Pictures do not belong in the copy. Return all of the entries exactly.
### DATA ###
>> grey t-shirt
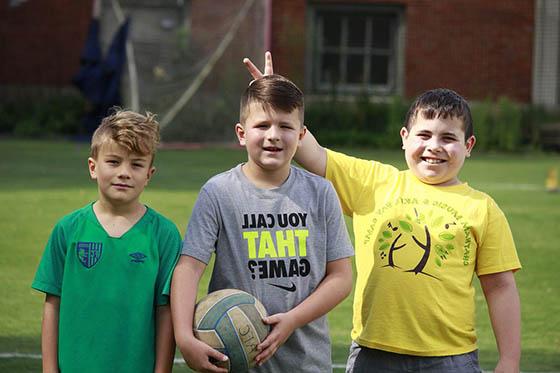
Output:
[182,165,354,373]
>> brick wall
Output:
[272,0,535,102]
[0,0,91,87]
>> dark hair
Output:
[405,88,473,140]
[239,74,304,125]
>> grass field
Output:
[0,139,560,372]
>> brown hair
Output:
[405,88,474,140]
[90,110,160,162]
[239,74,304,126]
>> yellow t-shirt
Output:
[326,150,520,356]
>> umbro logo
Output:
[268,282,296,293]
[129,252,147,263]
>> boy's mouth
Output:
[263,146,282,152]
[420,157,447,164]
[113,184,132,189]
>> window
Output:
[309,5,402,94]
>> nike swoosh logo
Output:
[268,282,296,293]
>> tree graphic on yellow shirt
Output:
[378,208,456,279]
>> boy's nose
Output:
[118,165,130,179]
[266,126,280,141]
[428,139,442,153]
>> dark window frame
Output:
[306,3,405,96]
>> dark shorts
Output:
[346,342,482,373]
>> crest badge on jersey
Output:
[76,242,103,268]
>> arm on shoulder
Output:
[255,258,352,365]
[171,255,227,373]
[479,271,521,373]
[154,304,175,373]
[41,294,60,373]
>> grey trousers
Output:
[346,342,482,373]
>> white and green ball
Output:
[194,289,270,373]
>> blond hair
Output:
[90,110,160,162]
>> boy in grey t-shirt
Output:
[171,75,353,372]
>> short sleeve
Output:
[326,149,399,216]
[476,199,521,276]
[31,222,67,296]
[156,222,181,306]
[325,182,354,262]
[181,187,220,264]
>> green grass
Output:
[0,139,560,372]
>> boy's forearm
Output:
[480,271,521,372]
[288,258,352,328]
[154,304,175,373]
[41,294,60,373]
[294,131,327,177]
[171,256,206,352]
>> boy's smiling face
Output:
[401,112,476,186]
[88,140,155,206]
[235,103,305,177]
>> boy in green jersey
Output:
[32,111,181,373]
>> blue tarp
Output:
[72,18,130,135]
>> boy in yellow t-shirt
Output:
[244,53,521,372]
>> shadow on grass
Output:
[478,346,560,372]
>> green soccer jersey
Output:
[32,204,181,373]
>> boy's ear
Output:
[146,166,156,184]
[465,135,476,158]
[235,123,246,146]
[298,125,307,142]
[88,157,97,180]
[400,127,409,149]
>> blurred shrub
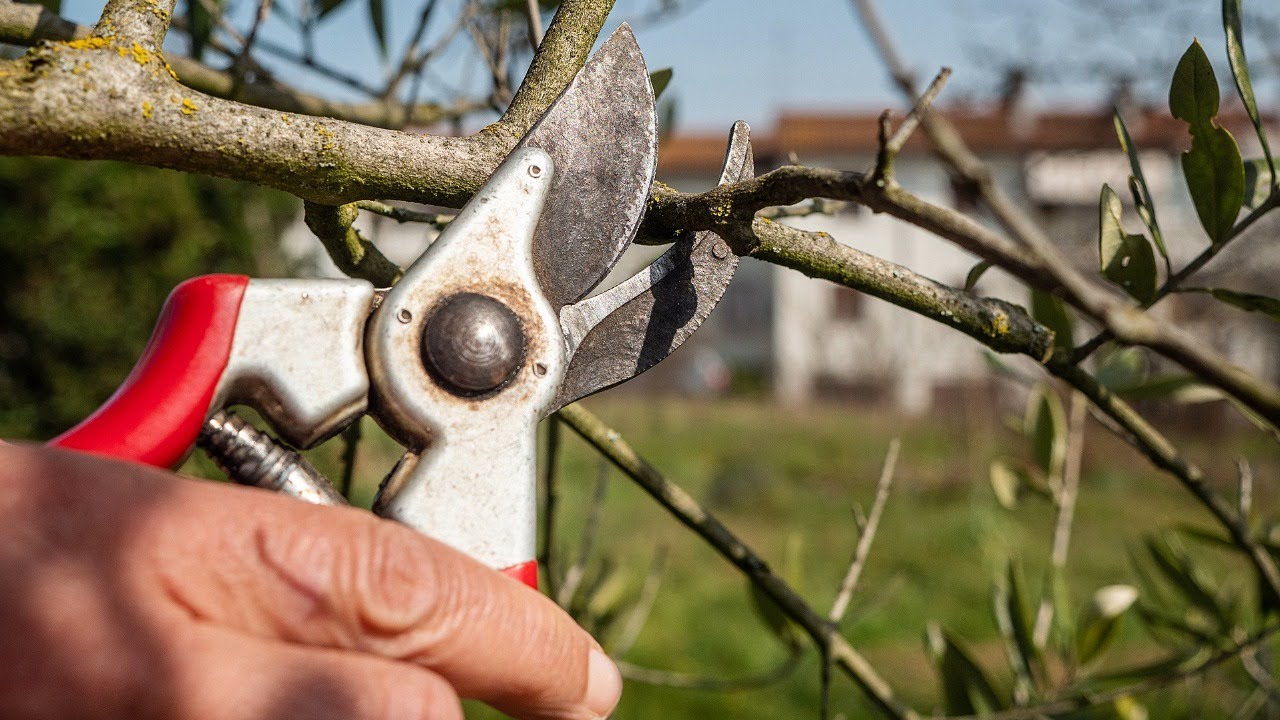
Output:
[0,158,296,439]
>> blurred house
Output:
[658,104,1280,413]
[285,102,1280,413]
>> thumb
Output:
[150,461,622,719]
###
→ **RESPONSE**
>> grey t-shirt
Output:
[182,165,354,373]
>> brick wall
Output:
[272,0,535,102]
[0,0,91,87]
>> dark hair
Output:
[405,88,473,140]
[239,74,304,125]
>> grass field
Output:
[0,139,560,372]
>> brown hair
Output:
[405,88,474,140]
[90,110,160,162]
[239,74,304,126]
>> yellow t-shirt
Output:
[326,150,520,356]
>> umbro logo
Output:
[268,282,296,293]
[129,252,147,263]
>> boy's mouth
Output:
[263,146,282,152]
[420,157,447,164]
[113,184,132,189]
>> window
Output:
[309,5,402,94]
>> nike swoosh logo
Output:
[268,282,296,293]
>> tree graphic on yellow shirt
Output:
[378,208,456,279]
>> boy's nose
Output:
[118,165,130,179]
[266,126,280,141]
[428,139,442,153]
>> dark window frame
Output:
[306,3,405,96]
>> dark shorts
Output:
[346,342,482,373]
>> crest badge on jersey
Output:
[76,242,103,268]
>> arm on shoulder
Output:
[255,258,352,365]
[171,255,227,373]
[479,271,521,373]
[154,304,175,373]
[41,294,60,373]
>> grey trousers
Output:
[346,342,482,373]
>> white and green ball
Output:
[194,289,270,373]
>> blond hair
Output:
[90,110,160,162]
>> boy in grey t-shirt
Output:
[171,75,353,372]
>> short sleeve
Output:
[326,149,399,216]
[476,199,521,276]
[31,222,67,296]
[156,222,181,306]
[325,182,354,262]
[181,187,220,264]
>> green grass
Output:
[0,139,560,372]
>> boy's forearm
Output:
[480,271,521,372]
[288,258,352,328]
[154,304,175,373]
[41,294,60,373]
[294,131,327,177]
[171,256,206,352]
>> boy's smiling face
Output:
[401,112,476,186]
[88,140,155,206]
[235,103,305,177]
>> boy in green jersey
Output:
[32,111,181,373]
>> blue tarp
Output:
[72,18,130,135]
>> boy in yellow t-shirt
Output:
[244,53,521,372]
>> shadow on grass
Output:
[478,346,560,372]
>> green soccer jersey
Output:
[32,204,181,373]
>> boy's ear
Output:
[146,166,156,184]
[465,135,476,158]
[235,123,246,146]
[298,125,307,142]
[88,157,97,180]
[400,127,409,149]
>> blurred shrub
Output:
[0,158,296,439]
>> blurred house
Output:
[658,104,1280,413]
[285,102,1280,413]
>> thumb
Output:
[150,461,622,719]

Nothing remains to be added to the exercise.